EXERCISE INSTRUCTIONS: Copy every line from the start of the data down to the line containing "[0,145,300,225]", both ends included. Multiply each coordinate value by 1.05 and round to the nearest whole number, halves up, leaving all other text unchanged.

Coordinate annotation data
## START

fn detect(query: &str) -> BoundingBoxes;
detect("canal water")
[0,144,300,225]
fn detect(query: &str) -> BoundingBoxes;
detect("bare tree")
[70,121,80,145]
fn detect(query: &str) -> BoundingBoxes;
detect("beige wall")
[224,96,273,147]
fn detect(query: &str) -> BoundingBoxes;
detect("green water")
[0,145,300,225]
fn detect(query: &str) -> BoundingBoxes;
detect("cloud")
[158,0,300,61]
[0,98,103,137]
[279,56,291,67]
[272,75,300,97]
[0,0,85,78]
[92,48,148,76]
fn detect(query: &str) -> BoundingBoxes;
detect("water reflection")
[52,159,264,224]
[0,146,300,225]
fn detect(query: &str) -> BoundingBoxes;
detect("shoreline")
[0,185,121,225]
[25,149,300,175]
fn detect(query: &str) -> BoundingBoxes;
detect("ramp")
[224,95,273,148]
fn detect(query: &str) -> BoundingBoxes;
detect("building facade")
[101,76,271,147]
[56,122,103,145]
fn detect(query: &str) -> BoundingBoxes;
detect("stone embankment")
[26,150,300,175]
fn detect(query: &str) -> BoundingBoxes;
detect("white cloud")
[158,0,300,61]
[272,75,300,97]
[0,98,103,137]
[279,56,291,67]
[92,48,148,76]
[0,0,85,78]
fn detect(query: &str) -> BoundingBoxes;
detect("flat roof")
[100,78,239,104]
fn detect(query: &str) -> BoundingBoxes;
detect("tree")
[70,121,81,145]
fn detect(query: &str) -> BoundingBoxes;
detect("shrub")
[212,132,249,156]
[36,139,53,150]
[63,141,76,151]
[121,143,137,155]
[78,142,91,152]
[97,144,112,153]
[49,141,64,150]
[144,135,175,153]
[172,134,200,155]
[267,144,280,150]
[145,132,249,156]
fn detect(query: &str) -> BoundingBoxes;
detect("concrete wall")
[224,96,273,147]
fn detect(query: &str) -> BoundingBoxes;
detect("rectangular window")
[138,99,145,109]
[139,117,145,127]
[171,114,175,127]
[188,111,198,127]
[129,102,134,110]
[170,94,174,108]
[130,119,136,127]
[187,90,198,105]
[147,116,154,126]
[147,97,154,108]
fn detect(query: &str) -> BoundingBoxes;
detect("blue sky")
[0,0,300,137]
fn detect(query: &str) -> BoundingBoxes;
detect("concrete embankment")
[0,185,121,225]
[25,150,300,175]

## END

OUTPUT OF THE TASK:
fn detect(query: &str) -> BoundingBoxes;
detect("canal water")
[0,151,315,236]
fn detect(query: &str) -> BoundingBoxes;
detect("bare tree")
[74,127,84,152]
fn detect(query: &str) -> BoundingBoxes;
detect("beige wall")
[235,101,287,154]
fn detect(query: &str) -> BoundingBoxes;
detect("green water")
[0,152,315,236]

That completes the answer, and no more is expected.